- **Problem description**: Write out every entry, unchanged. Skip any picture.

- **Provided material**:

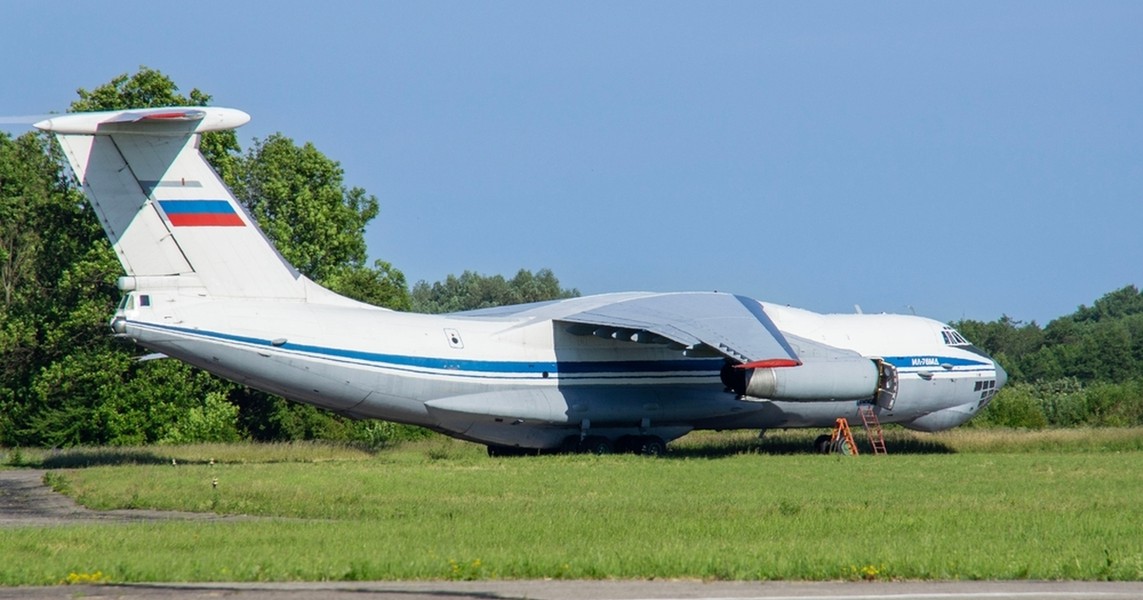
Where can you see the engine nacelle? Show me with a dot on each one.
(828, 380)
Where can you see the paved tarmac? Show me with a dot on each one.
(26, 502)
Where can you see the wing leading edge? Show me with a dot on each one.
(700, 324)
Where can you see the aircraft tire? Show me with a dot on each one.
(597, 445)
(822, 444)
(498, 452)
(652, 446)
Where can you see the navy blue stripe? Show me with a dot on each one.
(933, 361)
(705, 367)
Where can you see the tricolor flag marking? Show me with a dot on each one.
(201, 214)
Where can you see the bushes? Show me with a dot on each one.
(1065, 404)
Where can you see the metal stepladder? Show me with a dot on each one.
(872, 428)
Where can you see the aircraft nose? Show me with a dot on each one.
(1001, 375)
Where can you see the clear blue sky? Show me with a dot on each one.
(965, 159)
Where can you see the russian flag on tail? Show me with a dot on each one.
(201, 214)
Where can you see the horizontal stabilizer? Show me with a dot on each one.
(177, 120)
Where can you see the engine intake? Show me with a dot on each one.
(828, 380)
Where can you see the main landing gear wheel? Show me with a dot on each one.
(496, 452)
(652, 446)
(597, 445)
(822, 444)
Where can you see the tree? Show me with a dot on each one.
(472, 290)
(297, 197)
(150, 88)
(64, 380)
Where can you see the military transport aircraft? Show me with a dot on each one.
(614, 372)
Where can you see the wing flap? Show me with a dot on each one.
(727, 325)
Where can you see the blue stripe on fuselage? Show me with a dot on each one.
(704, 367)
(930, 361)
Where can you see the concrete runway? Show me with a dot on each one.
(26, 502)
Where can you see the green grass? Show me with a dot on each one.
(719, 508)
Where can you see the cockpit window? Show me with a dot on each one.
(952, 337)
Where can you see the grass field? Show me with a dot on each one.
(967, 504)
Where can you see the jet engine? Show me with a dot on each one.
(856, 378)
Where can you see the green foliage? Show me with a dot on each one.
(1102, 343)
(297, 197)
(216, 421)
(1065, 402)
(150, 88)
(383, 285)
(473, 290)
(65, 381)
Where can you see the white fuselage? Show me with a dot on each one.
(520, 380)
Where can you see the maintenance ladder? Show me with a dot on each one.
(872, 428)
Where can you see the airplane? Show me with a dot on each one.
(624, 372)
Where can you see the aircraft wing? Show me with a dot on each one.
(700, 324)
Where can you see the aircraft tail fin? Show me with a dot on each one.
(167, 213)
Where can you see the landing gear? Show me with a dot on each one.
(649, 446)
(497, 452)
(822, 444)
(597, 445)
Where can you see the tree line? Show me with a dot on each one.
(1081, 369)
(65, 381)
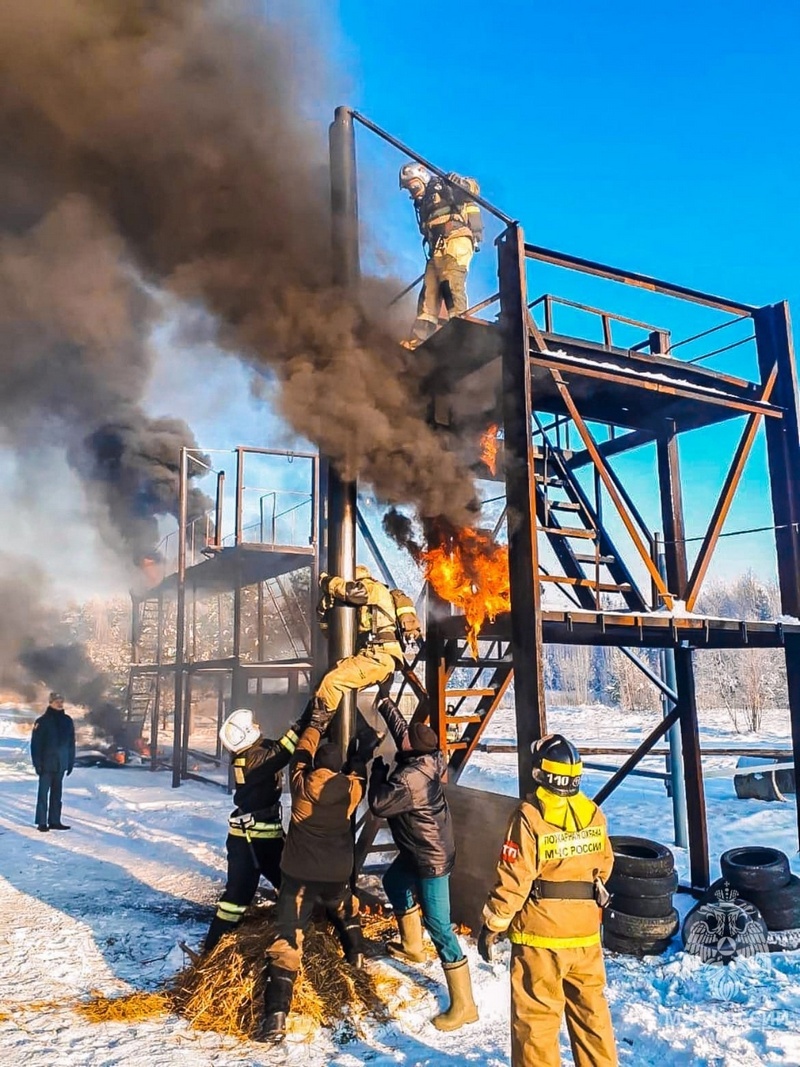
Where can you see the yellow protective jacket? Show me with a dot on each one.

- **Answer to the exercise**:
Where can you see the engine nacelle? Show me with a dot on each one.
(828, 380)
Where can you see the paved tarmac? Show me with a dot on each one.
(26, 502)
Where can you see the wing leading edge? Show me with a dot on each one.
(700, 324)
Where can you see the aircraft tire? Show me with a dot on each one.
(597, 445)
(822, 444)
(498, 452)
(652, 446)
Where can you see the navy blue stripe? Show me with a dot on each one.
(933, 361)
(705, 367)
Where can you see the tricolor flag marking? Show me with a dot on each one.
(201, 214)
Where can you see the bushes? Show me with a dot on each one.
(1065, 404)
Where can you see the metal stepladder? Show me with a dot on each one.
(872, 428)
Where can you see the aircraft nose? Show me with a dot on each one.
(1001, 375)
Where can you see the clear blue sky? Show me with a dot on each one.
(965, 159)
Where can you see the russian flag on tail? Show me with a dot on each one.
(201, 214)
Where can you see the horizontal stabilizer? Show me with a dot on each one.
(177, 120)
Where can you see the engine intake? Show me with a dot on each one.
(828, 380)
Where can you see the main landing gear wheel? Show me with a dot on each one.
(496, 452)
(652, 446)
(597, 445)
(822, 444)
Where can you see the tree? Show me with a dot on each one.
(472, 290)
(297, 197)
(150, 88)
(64, 380)
Where can you see the military transport aircraft? Show me with a dot on each one.
(614, 372)
Where can you see the wing flap? Show me with a dot on each one.
(727, 325)
Where can you see the blue stripe on fuselage? Show me with a dot on each one.
(704, 367)
(930, 361)
Where can you see the concrete runway? Show me with a dot on each one.
(26, 502)
Where can you see the green grass? Show me with a dot on each one.
(719, 508)
Where can you see the cockpit window? Show me with a dot on each one.
(952, 337)
Where can you see the grass field? Show me with a dot on each one.
(967, 504)
Where can you see the jet engine? Show me with a dot on each one.
(856, 378)
Where can you see the green foliage? Show me with a dot on each one.
(1102, 343)
(297, 197)
(216, 421)
(1065, 402)
(150, 88)
(383, 285)
(473, 290)
(65, 381)
Where can you see the white fuselage? Show me with a dot on each one.
(520, 380)
Where can you see the maintenance ladder? Show me with a dot on each one.
(872, 428)
Where can you see the airplane? Show me with a dot on each one.
(624, 372)
Where can you see the aircraft wing? Show me with a dot on each one.
(700, 324)
Where can you see the aircraft tail fin? Show me with a dot on each one.
(167, 213)
Where can you see the landing gear? Show me with a dot on each one.
(649, 446)
(497, 452)
(822, 444)
(597, 445)
Where can you see the tree line? Show me with a dot on each one.
(1081, 369)
(65, 381)
Where can you see the yellow protective jacket? Show me with a dot on each one.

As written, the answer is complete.